:: DOCUMENT SOURCE ::
──────────────────────────────
Si les autorités affichent toujours publiquement une réticence à recourir à l’endettement externe (annonçant privilégier des financements domestiques, notamment via le rapatriement des actifs des fonds de pension nationaux), elles sont en réalité en contact avec de nombreux bailleurs internationaux (Banque mondiale, BafD, AFD, BEI, JICA, etc.), à qui elles ont d’ores-et-déjà formulé des demandes de financement (nombreuses et peu préparées).

Le pays n’est pas endetté auprès du FMI.

4. Aide publique au développement de la France

Entre 2021 et 2023 (dernières données disponibles), le Botswana a reçu en moyenne 106 MUSD de versement brut d’Aide Publique au Développement (APD) par an de la part des bailleurs bilatéraux. La grande majorité de cette somme provenait du Japon (40%) et des Etats-Unis (56%). La contribution de la France à l’APD bilatérale en faveur du Botswana est très faible (1,4 M USD en moyenne), et en baisse (2,3 MUSD en 2022 et 0,3 MUSD en 2023). La présence de l’AFD reste modeste (prêt de 18 MUSD en 2019 à la Botswana Development Corporation et deux projets régionaux dans le domaine de la biodiversité). Proparco est également actif dans le pays, depuis 2020 (ligne de crédit de 10 MUSD en faveur de la banque locale ABC, pour soutenir le financement des PME dans le cadre de l’initiative Choose Africa). Il a récemment octroyé, en novembre 2024, un prêt de 15 M€ à l’institution de microfinance Letshego Botswana afin de faciliter l’accès aux produits financiers pour ses clients et de répondre aux besoins des populations défavorisées du pays.

5. Relations économiques avec la France

5.1. Échanges commerciaux avec la France

Le commerce bilatéral entre la France et le Botswana a enregistré une forte croissance en 2024 (+64 % sur un an, atteignant 55 M EUR), soit son niveau le plus élevé depuis 2019 (141 M EUR). Cette hausse s'explique en principalement par l'augmentation de nos importations (+83 % à 46,4 M EUR), en quasi-totalité constituées de diamants. En regard, nos exportations se sont stabilisées (+2 %, à 8,6 M EUR), sous le double effet de la reprise des ventes de « matériel de transport » et du net repli des ventes d’«équipements mécaniques, électriques, électroniques et informatiques». La France enregistre ainsi pour la troisième année consécutive (mais la quatrième seulement depuis 2010) un déficit commercial vis-à-vis du Botswana ( - 38 M EUR). Le Botswana reste un partenaire commercial marginal pour la France (189ème client et 123ème fournisseur).
──────────────────────────────
:: ENTRÉES RÉPERTORIÉES ::
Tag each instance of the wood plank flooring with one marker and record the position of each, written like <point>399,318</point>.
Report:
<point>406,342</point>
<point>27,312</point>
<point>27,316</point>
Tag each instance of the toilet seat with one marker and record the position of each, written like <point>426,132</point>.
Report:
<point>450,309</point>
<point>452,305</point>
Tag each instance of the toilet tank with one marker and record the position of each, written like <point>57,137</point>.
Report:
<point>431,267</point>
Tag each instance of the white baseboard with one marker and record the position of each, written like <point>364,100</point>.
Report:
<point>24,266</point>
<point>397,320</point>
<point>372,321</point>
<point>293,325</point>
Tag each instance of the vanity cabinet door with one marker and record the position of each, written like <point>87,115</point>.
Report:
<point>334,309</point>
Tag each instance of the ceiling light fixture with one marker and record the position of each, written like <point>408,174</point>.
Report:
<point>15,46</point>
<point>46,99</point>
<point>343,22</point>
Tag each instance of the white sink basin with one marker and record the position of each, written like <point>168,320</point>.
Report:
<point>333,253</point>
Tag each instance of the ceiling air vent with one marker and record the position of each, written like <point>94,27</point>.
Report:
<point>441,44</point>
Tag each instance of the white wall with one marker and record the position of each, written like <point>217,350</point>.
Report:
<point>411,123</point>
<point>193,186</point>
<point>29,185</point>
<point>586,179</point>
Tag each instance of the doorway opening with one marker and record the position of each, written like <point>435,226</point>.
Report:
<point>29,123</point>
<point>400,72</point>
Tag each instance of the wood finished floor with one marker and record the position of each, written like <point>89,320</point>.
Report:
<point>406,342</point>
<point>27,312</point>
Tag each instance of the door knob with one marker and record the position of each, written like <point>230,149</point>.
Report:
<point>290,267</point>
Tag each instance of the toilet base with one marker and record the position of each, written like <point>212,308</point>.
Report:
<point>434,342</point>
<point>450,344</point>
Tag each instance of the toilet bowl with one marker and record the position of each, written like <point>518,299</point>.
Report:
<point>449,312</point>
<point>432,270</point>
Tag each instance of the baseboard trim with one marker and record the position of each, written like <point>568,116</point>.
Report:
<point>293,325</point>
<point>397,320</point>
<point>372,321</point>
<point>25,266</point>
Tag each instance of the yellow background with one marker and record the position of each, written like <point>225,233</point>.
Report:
──────────────────────────────
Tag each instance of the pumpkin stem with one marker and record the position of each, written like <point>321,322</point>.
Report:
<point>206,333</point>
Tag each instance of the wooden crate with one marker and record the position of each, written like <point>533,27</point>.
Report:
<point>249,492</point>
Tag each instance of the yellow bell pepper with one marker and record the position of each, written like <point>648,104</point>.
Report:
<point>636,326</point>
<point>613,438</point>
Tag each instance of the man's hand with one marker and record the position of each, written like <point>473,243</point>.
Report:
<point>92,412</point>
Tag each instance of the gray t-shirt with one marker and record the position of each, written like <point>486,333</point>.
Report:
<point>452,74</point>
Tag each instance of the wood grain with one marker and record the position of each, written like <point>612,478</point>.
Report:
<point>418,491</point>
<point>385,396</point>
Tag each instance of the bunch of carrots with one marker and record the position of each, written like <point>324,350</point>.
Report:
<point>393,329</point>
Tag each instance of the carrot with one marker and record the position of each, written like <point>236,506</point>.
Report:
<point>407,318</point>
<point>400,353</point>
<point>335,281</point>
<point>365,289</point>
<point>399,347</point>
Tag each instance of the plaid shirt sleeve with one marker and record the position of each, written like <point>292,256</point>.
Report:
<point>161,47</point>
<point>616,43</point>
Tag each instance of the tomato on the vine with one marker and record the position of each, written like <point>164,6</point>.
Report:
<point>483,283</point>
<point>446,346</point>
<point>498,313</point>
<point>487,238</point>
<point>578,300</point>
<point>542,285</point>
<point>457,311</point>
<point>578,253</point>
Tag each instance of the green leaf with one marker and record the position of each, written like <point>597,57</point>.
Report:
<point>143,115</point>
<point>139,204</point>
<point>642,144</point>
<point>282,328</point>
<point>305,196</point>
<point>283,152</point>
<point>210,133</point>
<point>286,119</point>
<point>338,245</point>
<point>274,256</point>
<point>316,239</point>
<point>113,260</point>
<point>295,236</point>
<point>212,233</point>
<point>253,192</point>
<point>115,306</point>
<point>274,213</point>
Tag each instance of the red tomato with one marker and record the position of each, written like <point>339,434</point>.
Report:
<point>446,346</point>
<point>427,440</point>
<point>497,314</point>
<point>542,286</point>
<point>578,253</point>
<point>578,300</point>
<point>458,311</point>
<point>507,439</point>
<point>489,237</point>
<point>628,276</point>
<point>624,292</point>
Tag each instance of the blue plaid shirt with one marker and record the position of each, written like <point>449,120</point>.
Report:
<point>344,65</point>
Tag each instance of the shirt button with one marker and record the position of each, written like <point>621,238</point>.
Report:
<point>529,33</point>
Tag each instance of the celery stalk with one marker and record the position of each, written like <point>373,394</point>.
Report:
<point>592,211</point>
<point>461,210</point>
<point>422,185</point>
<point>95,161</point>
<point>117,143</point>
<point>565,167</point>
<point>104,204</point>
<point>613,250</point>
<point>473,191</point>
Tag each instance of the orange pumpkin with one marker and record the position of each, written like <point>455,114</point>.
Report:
──────────────────────────────
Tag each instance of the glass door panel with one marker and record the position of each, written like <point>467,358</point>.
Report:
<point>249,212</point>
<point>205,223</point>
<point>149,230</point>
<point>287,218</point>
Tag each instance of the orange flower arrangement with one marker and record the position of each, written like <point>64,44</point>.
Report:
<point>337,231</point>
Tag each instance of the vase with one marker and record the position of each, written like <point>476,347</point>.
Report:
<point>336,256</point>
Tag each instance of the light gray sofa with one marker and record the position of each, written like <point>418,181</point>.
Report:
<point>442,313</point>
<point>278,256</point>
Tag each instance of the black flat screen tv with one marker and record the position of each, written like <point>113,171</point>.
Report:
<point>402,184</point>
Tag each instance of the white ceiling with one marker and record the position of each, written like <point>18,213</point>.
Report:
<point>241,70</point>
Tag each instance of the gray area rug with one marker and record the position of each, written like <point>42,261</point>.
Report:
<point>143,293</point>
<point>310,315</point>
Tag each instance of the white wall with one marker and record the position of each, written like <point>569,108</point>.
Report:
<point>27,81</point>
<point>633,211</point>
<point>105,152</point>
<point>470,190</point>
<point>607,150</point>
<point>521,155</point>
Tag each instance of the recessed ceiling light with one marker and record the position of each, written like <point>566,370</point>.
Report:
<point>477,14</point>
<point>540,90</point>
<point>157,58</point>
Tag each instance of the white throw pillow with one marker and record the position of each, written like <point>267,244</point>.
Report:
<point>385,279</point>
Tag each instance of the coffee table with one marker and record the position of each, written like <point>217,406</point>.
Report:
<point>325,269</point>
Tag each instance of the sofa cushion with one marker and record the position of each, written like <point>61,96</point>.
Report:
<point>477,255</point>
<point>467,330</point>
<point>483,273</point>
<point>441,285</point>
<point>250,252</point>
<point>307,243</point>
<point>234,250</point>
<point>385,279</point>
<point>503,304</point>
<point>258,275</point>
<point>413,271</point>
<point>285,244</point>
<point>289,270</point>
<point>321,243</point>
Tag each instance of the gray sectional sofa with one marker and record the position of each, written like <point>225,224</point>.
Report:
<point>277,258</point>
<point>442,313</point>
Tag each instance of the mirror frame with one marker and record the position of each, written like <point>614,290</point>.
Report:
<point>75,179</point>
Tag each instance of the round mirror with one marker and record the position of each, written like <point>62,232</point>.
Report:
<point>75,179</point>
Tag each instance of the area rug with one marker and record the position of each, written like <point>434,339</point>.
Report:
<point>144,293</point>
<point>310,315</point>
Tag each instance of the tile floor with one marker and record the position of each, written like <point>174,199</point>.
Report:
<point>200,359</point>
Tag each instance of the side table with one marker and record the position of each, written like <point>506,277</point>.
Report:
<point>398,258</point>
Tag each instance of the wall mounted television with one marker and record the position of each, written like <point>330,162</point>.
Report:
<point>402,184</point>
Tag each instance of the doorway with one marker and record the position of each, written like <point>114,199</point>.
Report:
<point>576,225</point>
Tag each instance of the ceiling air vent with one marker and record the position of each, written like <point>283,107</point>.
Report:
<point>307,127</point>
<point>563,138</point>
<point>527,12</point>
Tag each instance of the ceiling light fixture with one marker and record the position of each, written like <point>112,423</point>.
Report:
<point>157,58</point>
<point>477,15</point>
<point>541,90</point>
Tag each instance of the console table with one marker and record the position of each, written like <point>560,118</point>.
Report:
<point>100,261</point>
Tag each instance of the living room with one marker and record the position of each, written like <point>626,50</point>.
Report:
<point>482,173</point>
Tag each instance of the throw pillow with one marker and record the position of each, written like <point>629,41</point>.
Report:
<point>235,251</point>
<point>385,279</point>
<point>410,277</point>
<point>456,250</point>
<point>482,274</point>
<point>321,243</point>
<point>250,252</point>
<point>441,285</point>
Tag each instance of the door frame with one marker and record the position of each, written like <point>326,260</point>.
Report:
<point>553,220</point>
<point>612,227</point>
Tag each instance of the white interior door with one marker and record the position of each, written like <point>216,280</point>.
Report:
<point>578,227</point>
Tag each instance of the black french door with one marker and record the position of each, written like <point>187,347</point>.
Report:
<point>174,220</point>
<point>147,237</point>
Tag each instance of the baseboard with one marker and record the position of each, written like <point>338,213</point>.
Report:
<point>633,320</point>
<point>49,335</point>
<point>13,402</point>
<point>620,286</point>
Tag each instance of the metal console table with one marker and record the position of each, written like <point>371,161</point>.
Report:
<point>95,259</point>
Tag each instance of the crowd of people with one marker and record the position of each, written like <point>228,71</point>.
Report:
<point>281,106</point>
──────────────────────────────
:: QUESTIONS ::
1/ Recopiez le passage du document source depuis « Si les autorités » jusqu’à « auprès du FMI. » inclus.
2/ Répondez à ces questions d’après le document source :
(a) Quel montant l’AFD a-t-elle prêté en 2019 à la Botswana Development Corporation ?
(b) Quel montant Proparco a-t-il prêté en novembre 2024 à Letshego Botswana ?
(c) À quel rang le Botswana se place-t-il parmi les clients de la France ?
3/ Poursuivez le document source sur les relations économiques entre la France et le Botswana à partir de sa dernière phrase.
Les entrées proviennent d’une source distincte du document source.

:: RÉPONSES SUCCESSIVES ::
1/
Si les autorités affichent toujours publiquement une réticence à recourir à l’endettement externe (annonçant privilégier des financements domestiques, notamment via le rapatriement des actifs des fonds de pension nationaux), elles sont en réalité en contact avec de nombreux bailleurs internationaux (Banque mondiale, BafD, AFD, BEI, JICA, etc.), à qui elles ont d’ores-et-déjà formulé des demandes de financement (nombreuses et peu préparées).

Le pays n’est pas endetté auprès du FMI.

2/
(a) 18 MUSD.
(b) 15 M€.
(c) 189ème.

3/
5.2. IDE et présence française

Bien qu’il reste modeste, le stock d’Investissements Directs Etrangers (IDE) français au Botswana a beaucoup augmenté sur la dernière décennie, passant de 14 MEUR en 2014 à 89 MEUR en 2023 (soit près de 2% du stock total d’IDE dans le pays). Le groupe a notamment annoncé en décembre 2023 l’ouverture d’un centre de données d'une valeur de 5,2 M USD à Gaborone, où l’entreprise dispose depuis 2022 d’un digital center pour accompagner l’écosystème numérique local. Une quinzaine de filiales d’entreprises françaises sont installées au Botswana, représentant près d’un millier d’emplois. Le secteur des services est largement représenté : ICT (Orange, Dassault Systèmes, Idemia), audit et conseil (Mazars), énergie (Total Energies, Air Liquide, Akuo), eau et assainissement (Veolia) ou encore logistique (AGS, CMA-CGM). L’industrie est représentée par Saint Gobain (matériaux de construction) et Parmalat/Lactalis (agroalimentaire), qui disposent toutes deux d’unités de production dans le pays.